**Task goal:** Repeat the data in full. Drop every picture.

Dataset records:
%%

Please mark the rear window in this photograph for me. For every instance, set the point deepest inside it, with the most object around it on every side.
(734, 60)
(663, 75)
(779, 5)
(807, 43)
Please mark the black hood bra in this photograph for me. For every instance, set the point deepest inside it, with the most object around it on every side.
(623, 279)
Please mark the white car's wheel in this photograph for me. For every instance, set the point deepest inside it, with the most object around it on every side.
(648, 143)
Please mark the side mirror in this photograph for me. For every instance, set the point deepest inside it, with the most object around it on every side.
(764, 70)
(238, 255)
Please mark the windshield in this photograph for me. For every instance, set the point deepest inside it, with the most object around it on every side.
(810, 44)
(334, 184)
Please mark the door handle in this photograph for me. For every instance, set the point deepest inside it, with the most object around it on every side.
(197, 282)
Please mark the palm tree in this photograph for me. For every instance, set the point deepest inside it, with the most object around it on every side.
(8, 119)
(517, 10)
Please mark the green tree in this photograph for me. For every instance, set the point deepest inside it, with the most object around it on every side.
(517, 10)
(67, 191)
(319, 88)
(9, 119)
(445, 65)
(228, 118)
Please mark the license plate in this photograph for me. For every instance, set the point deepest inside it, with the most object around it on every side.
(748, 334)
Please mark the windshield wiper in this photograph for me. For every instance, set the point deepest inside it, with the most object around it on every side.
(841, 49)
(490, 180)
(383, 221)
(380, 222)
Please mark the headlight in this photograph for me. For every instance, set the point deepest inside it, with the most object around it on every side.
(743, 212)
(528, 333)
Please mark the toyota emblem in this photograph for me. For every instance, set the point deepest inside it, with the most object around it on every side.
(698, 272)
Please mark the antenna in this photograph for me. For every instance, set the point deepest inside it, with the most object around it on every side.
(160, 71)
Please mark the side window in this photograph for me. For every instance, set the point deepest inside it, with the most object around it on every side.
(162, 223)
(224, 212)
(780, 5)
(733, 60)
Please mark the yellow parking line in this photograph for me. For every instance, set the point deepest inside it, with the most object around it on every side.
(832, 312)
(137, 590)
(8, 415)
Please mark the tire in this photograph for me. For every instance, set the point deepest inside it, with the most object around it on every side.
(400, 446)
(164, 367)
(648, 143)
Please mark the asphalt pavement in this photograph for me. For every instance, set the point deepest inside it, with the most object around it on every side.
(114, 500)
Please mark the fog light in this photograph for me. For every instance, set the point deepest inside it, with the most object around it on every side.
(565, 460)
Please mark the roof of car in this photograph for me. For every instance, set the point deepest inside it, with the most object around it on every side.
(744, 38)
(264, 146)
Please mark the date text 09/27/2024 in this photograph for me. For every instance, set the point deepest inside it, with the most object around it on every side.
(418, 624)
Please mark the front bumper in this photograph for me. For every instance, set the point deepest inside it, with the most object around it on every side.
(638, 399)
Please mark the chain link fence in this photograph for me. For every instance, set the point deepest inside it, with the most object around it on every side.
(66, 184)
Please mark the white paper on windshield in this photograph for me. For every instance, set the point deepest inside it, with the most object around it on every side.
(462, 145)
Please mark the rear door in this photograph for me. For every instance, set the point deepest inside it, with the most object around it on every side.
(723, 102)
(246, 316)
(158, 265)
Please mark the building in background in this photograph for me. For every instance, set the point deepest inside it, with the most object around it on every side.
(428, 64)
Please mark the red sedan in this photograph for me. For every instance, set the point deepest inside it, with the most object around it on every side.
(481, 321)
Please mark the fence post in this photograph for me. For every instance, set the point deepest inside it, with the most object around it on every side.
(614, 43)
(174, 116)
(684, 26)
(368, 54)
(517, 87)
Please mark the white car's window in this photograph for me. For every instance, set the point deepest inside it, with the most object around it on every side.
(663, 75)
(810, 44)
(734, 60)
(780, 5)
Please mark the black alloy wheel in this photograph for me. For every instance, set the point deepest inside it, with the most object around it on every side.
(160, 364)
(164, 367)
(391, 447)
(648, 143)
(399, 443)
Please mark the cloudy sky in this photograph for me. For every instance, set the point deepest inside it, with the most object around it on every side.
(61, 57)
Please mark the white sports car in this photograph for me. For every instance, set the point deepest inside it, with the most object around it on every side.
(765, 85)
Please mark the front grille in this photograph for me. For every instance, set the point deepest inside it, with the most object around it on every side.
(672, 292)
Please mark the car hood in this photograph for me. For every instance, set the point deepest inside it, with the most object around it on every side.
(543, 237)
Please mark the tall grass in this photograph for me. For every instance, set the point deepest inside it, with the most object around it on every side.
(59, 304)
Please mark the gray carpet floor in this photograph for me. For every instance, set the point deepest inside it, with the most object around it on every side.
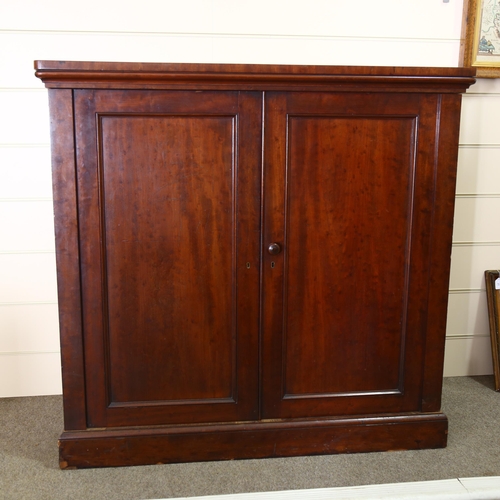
(29, 429)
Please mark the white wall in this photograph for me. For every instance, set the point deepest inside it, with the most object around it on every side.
(362, 32)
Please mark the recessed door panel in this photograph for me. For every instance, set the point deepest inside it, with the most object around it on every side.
(347, 228)
(174, 254)
(342, 323)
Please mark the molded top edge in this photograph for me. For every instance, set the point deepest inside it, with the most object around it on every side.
(125, 67)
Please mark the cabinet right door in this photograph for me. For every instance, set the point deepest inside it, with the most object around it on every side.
(348, 197)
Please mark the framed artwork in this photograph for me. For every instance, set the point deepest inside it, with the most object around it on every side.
(492, 279)
(481, 37)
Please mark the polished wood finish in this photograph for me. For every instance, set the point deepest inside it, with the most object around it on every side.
(252, 260)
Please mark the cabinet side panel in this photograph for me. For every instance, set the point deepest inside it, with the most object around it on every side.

%%

**Answer box:**
Please mark the rear window in this photograph for me. For every instance, set the point deepest inside it, with the most object around it on every side.
(734, 60)
(663, 75)
(779, 5)
(807, 43)
Please mark the black hood bra in this photograph for me. For every instance, set the point deepest inside it, with the most object around it on every side.
(623, 279)
Please mark the white car's wheel in this photograph for me. For every instance, set the point deepest inside it, with the most object around it on every side.
(648, 143)
Please mark the side mirror in this photograph for me. For every instance, set the point deepest inside it, with the most object around it on every side.
(764, 70)
(238, 255)
Please mark the windshield in this photograph for me. For every instance, set the point deepest inside it, with the most object around it on every side.
(810, 44)
(334, 184)
Please mark the door handle in this photograph for me. For every instance, set the point deepest inside it, with the most object around it on every side.
(197, 282)
Please mark the palm tree in this photograph for me. For every instance, set the point deepest inside it, with the most object around it on every side.
(8, 119)
(517, 10)
Please mark the green tree in this photograph for me. For every instance, set the point deepest inside it, with the most object around it on every side.
(517, 10)
(67, 191)
(319, 88)
(9, 119)
(445, 65)
(228, 118)
Please mark the license plate in this photograph for me. For every instance, set the point deepest inside it, with the most object around it on every side.
(748, 334)
Please mark the windshield wiper in this photograph for me. For every instance, set the point deepest inside it, with the most object around it on every side.
(841, 49)
(490, 180)
(383, 221)
(380, 222)
Please mark the headlight in this photograph for me. For every instance, set the point deepest inside it, with the most object around it on every side.
(743, 212)
(528, 333)
Please mark the toyota emblem in this photograph for me. For every instance, set the point deepest inside it, with the most object around it on every side.
(698, 272)
Please mark the antenna in this photograph for me. For every instance, set the point deepest inside it, with the most object around it on every side.
(160, 71)
Please mark the side window in this photograph for me. For every instance, set the point deepest inside it, with the most object around it on every side.
(162, 223)
(224, 212)
(780, 5)
(733, 60)
Please mark the yellow parking line in this photograph for me. For every instance, set the point deepest inside it, with the most object around it on every side.
(832, 312)
(137, 590)
(8, 415)
Please mark the tire in this photograph for me. For every instance, set the point deepest inside it, with the most object around it on every side.
(400, 446)
(164, 367)
(648, 143)
Please mark the asphalt pavement in this photograph for me. For every instance, set the point deepest inside it, with the most object around it on every side.
(114, 500)
Please mark the fog light in this photograph for me. For every instance, set the point deepest inside it, with the most object around it on every side.
(565, 460)
Please mark the roof of car in this photograph for me. For every instance, set the point deepest inside it, with the most object around it on every side.
(744, 38)
(264, 146)
Please mark the date text 09/27/2024 in this photograph for me. For every instance, set the point deepest inside it, with the most object around it on every side.
(418, 624)
Please mark the front bumper in this photograph for me. For every instance, set the point deepest inside it, with the most object around it on every side.
(638, 399)
Please mark the chain link fence in this photograph for me. For every instance, set the point deepest inside it, with the most object around it on every side.
(66, 184)
Please mark the white paper on windshield in this photograph for me. For every instance, set the point deepest inside it, with the most object around it on every side.
(462, 145)
Please mark the rear door in this photograph for me. For every instance, set the point deepest inside it, with the most object around it on every side.
(723, 102)
(246, 316)
(158, 265)
Please mark the building in background in this photograph for me. For every instance, set the point deepest inside it, with the most object around it on every side.
(428, 64)
Please mark the red sedan in this photograph for me. For every instance, set the point deepest inside it, with the most object around it on every side.
(481, 321)
Please mark the fence post in this photograph for me. For every instance, set the point deepest inside it, with the most object around it on every side.
(614, 43)
(174, 116)
(684, 26)
(368, 54)
(517, 87)
Please mark the white car's window in this photograph for me. For every instance, set the point deepest inside it, with the most object around it on every side.
(663, 75)
(810, 44)
(734, 60)
(780, 5)
Please mark the black alloy wheel in this photograph for me. For every instance, set the point deepest inside it, with the most object around it on every side.
(160, 364)
(164, 367)
(391, 447)
(648, 143)
(399, 443)
Please mark the cloudy sky in this photograph for me. For every instance, set the point deepest inside it, with the most object around it on every side.
(61, 57)
Please mark the white sports car in this photograph for me. For every instance, set the point deepest inside it, with the most object around it on every side.
(765, 85)
Please mark the front grille in this photograph for me. For every instance, set the point deepest inside it, with the most object around it on every side.
(672, 292)
Please mark the car hood in this photograph for me. For every instance, set the point deepest inside it, with the most object around it on every side.
(543, 237)
Please mark the tall grass in this photograph for me. For every instance, set the point deepest inside it, with the most object around it on every side.
(59, 304)
Please mark the gray carpet floor in this photograph for me. For every instance, set the point deepest inside it, with the most object around it on every side.
(29, 429)
Please mark the white wall in this photograph for me. For every instance, set the point deepest inside it, with the most object around it on every side.
(362, 32)
Please mark the recessed door panel in this photograph for me. For every instance, set the point deepest inside it, with the most object around it on every side.
(347, 228)
(174, 254)
(342, 323)
Please mark the molded top edge in this photograph for me. For every instance, set the point deepest inside it, with the most object around it on every side.
(125, 67)
Please mark the cabinet right door in this photograph for me. For every instance, set the point deepest inside it, with the most object around it on every side.
(348, 197)
Please mark the framed artwork in this photograph for me. For every instance, set the point deepest inside it, with the most object around it on every side.
(492, 279)
(481, 37)
Please mark the polished wood finish in this photograph for me. For every instance, set the point deepest inside it, with the most object around it on every side.
(252, 260)
Please mark the cabinet side panel in this photograph for me. For every instance, set the point deepest inside it, with the most object around it on every side.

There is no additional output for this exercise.